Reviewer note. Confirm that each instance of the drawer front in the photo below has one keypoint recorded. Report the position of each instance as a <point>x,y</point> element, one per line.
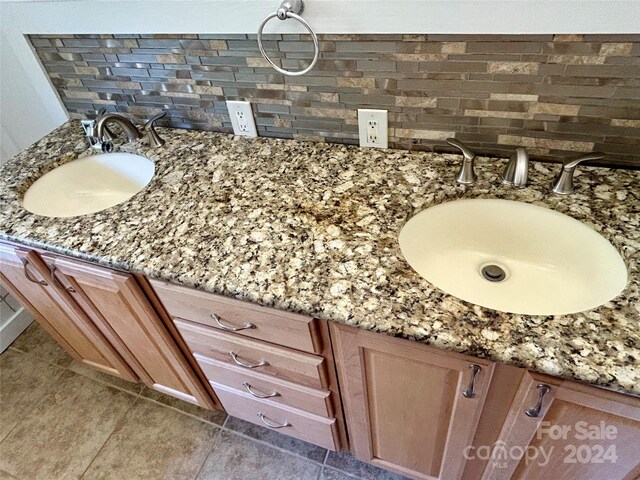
<point>282,328</point>
<point>305,426</point>
<point>260,385</point>
<point>254,355</point>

· · ·

- PROBLEM TO WORK ON
Arrange the records above as a two-column CSV with the header row "request,answer". Give one row per record, with the request's text and its answer each in one quoted field, line breaks turned into spaces, and the pictures left out.

- THE COMPLETED TASK
request,answer
"Reviewer note. Confirm that each instance of the drawer front in the photo below has one keypoint recorded. Report the position of each instance as a <point>x,y</point> element, one per line.","<point>282,328</point> <point>305,426</point> <point>260,385</point> <point>254,355</point>"